In fact, 60 percent of IT decision-makers in a Forrester survey said that cloud computing has given their teams more time to focus on strategy and innovation. That means if you’re just now developing a managed cloud strategy, there’s no shortage of successful implementations to learn from. CDW has helped more than 250,000 businesses of all sizes and verticals migrate to managed clouds, including the popular hybrid route. CDW’s process begins with identifying the customer’s business goals and then determining the type of cloud service that will achieve them.

Businesses that have been using the cloud for years may consult with CDW when it is time to refine their strategy. One client had gone through several mergers and acquisitions over the past few years and wound up contracted with six cloud providers as a result. CDW has strategic partnerships with all of the leading cloud providers, so we work to find the one that best fits each customer’s unique business goals and requirements. This vendor-neutral approach helps that client determine which provider to standardize on.

Industry-Specific Security

Even verticals that traditionally have kept all of their data on-premises are now aggressively migrating to managed cloud. Healthcare organizations are moving everything from electronic health records to decision-making support.

“I predict that five years from now, none of us will have data centers,” said John Halamka, CIO of Beth Israel Deaconess Medical Center, earlier this year. “We’re going to go out to the cloud to find EHRs, clinical decision support, analytics.”

CDW’s work in the healthcare industry also exemplifies how it helps organizations choose the cloud solution that best meets their vertical’s unique requirements, including compliance with industry-specific regulations and best practices. Concerns about privacy and security, for example, have kept some healthcare organizations from migrating to the cloud — concerns that other verticals can relate to. However, experts say that patient records, credit card information, product roadmaps and other confidential data are actually safer in the cloud than on-premises because cloud providers have a vested interest in protecting their clients’ data.

Breaches undermine their ability to get and keep customers, so cloud providers allocate enough resources for frequent security audits and timely patch installations in their data centers. In many IT departments, these critical tasks often get pushed to the back-burner because staff are swamped with so many other projects.

Data-Specific Strategies

CDW also helps businesses determine which types of data can move to the cloud and which types need to reside in dedicated racks in a colocation environment with a cloud connection. The vendor-neutral approach we use is key here, too, because it has the freedom to recommend the provider best qualified to meet each unique set of requirements.

IT teams have a lot on their plates, so CDW can also help by managing a new cloud implementation for the first year. That role includes more than just managing virtual machines and storage. For example, we can provide invoice management to help customers identify and avoid budget-busting shadow IT projects, such as a department that spins up a bunch of test beds without IT’s approval.

◆ DATA SHOWN
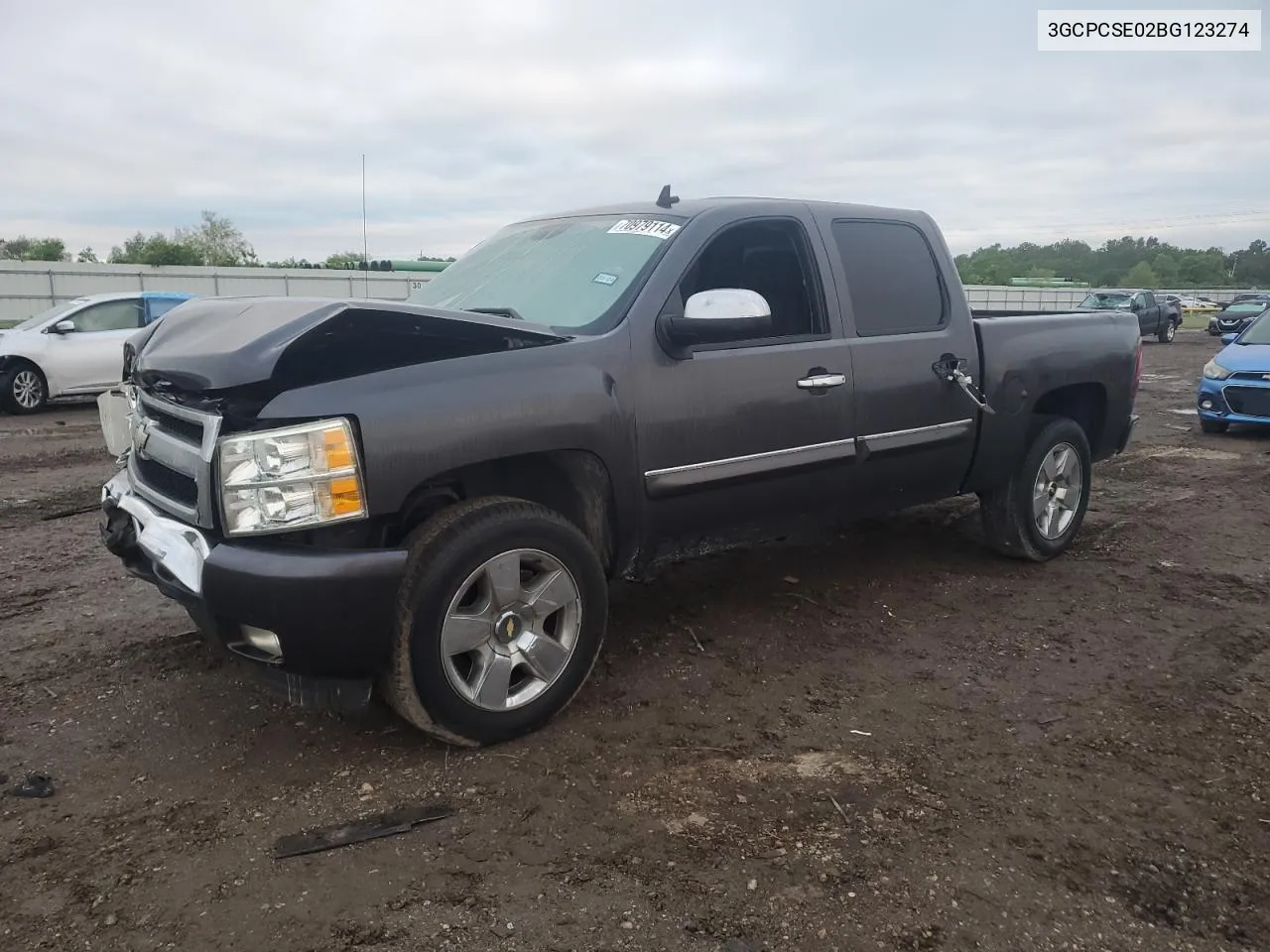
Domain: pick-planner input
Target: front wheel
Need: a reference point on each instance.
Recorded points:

◆ PROBLEMS TO SOLVE
- a) Answer these from the managed cloud text:
(i) What share of IT decision-makers in the Forrester survey said cloud computing gave their teams more time for strategy and innovation?
(ii) How many cloud providers was the client that went through several mergers and acquisitions contracted with?
(iii) For how long can CDW manage a new cloud implementation?
- b) Write out everything in the managed cloud text from "CDW’s work in" down to "their clients’ data.", with no changes.
The data has no part in this.

◆ TASK-BY-TASK RESULTS
- a)
(i) 60 percent
(ii) Six
(iii) The first year

- b)
CDW’s work in the healthcare industry also exemplifies how it helps organizations choose the cloud solution that best meets their vertical’s unique requirements, including compliance with industry-specific regulations and best practices. Concerns about privacy and security, for example, have kept some healthcare organizations from migrating to the cloud — concerns that other verticals can relate to. However, experts say that patient records, credit card information, product roadmaps and other confidential data are actually safer in the cloud than on-premises because cloud providers have a vested interest in protecting their clients’ data.